* _WRITTEN INSTRUCTION_:
Please transcribe every one of the lines below word for word, leaving out the pictures.

**********

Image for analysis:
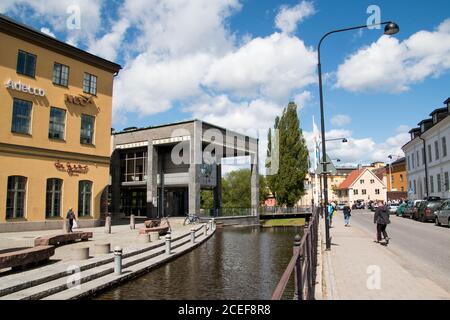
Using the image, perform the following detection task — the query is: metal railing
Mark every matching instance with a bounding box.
[199,208,255,217]
[272,207,320,300]
[260,206,311,214]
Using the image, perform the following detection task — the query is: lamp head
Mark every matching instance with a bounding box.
[384,21,400,36]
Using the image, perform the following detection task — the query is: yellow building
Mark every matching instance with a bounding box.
[0,15,121,232]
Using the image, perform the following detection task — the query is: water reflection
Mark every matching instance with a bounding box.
[97,227,302,300]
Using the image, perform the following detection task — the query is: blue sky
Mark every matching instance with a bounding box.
[0,0,450,169]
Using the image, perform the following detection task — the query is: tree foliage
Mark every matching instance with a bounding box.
[266,102,308,206]
[200,169,268,209]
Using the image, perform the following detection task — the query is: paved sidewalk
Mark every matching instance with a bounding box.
[321,211,450,300]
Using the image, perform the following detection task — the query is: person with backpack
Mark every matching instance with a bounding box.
[66,208,75,233]
[373,202,391,244]
[344,204,352,227]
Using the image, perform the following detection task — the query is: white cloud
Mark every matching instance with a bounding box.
[336,19,450,93]
[304,127,410,165]
[88,19,130,61]
[331,114,352,127]
[41,28,56,38]
[294,91,312,110]
[275,1,316,33]
[204,33,316,100]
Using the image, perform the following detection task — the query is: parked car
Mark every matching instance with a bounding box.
[336,202,345,210]
[402,200,423,218]
[434,200,450,227]
[395,202,408,217]
[387,203,398,214]
[413,198,443,222]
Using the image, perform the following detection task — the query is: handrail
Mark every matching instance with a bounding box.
[272,207,320,300]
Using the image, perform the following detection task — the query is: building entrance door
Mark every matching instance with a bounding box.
[159,188,188,217]
[121,188,147,216]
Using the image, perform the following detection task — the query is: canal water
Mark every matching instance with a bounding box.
[96,227,302,300]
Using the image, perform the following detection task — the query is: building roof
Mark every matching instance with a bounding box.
[417,119,433,126]
[392,157,406,165]
[338,168,368,189]
[0,14,122,73]
[112,119,259,140]
[430,107,448,117]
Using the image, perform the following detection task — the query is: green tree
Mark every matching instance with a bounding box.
[268,102,308,207]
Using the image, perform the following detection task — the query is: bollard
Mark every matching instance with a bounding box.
[293,234,303,300]
[166,232,172,255]
[105,215,111,234]
[114,246,122,276]
[63,219,69,233]
[130,214,136,230]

**********

* _COMPLETED TASK_:
Image for analysis:
Using the image, perform the following detection task — the query is: metal railing
Mark every matching instance with a bounding box.
[199,208,255,217]
[272,207,320,300]
[260,206,311,214]
Using the image, perform the following detection task — the query is: lamp head
Mark every matching instance with a bounding box.
[384,21,400,36]
Using the image, perform the following detection task — the query is: yellow building
Mark every matching instance with a bounding box.
[0,15,121,232]
Using the image, perform the following detection task — the query is: water reflection
Mark every matching instance with a bounding box.
[97,227,302,300]
Using the image, perform the following detection task — the query is: blue sky
Mark every matching instance with a bounding box.
[0,0,450,169]
Using the image, perform the following detection task — the query is: tree foliage
Mark every matching instance with a bounding box.
[266,102,308,206]
[200,169,268,209]
Using the image, perform the following detection task — the query is: paved sidewalk
Mark every matching instance with a bounding box.
[321,211,450,300]
Using the image, perform the following detection task — the query is: person with backpack
Mark every matching instance with a bounding box.
[66,208,75,233]
[373,202,391,244]
[344,204,352,227]
Using the image, perform the following detection task — the query is: white cloud
Mark every matching instance with a bounding box.
[336,19,450,93]
[304,127,410,165]
[88,19,130,61]
[331,114,352,127]
[41,28,56,38]
[294,91,312,110]
[275,1,316,33]
[204,33,316,100]
Using the image, perform the following detection task — the query is: parked car
Mark every matching instance with a bounding box.
[336,202,345,210]
[402,200,423,218]
[434,200,450,227]
[395,202,408,217]
[387,203,398,214]
[413,198,443,222]
Using the image, perform the following detection task — the query is: handrail
Mark every matching instance with a bounding box.
[272,207,320,300]
Using the image, perform the following detection task — the query is: building entrance door
Mark every matching instance with a bounding box.
[159,188,188,217]
[121,188,147,216]
Using the image, perform the following detection task — the query is: canal water
Mark every matching instance with a bounding box.
[96,227,302,300]
Using the image, perform the following detection task — the query is: building roof
Mark every matching instance with a bounding box.
[417,119,433,126]
[392,157,406,165]
[338,168,368,189]
[0,14,122,73]
[112,119,259,140]
[430,107,448,117]
Using the image, perform the following detection task — the query is: green tree
Mark every matching instance with a bounding box.
[268,102,308,207]
Using the image, perform the following detection task — the query is: bollard
Mark every matching instance with a bounding box.
[293,234,303,300]
[166,232,172,255]
[105,215,111,234]
[114,246,122,276]
[63,219,69,233]
[130,214,136,230]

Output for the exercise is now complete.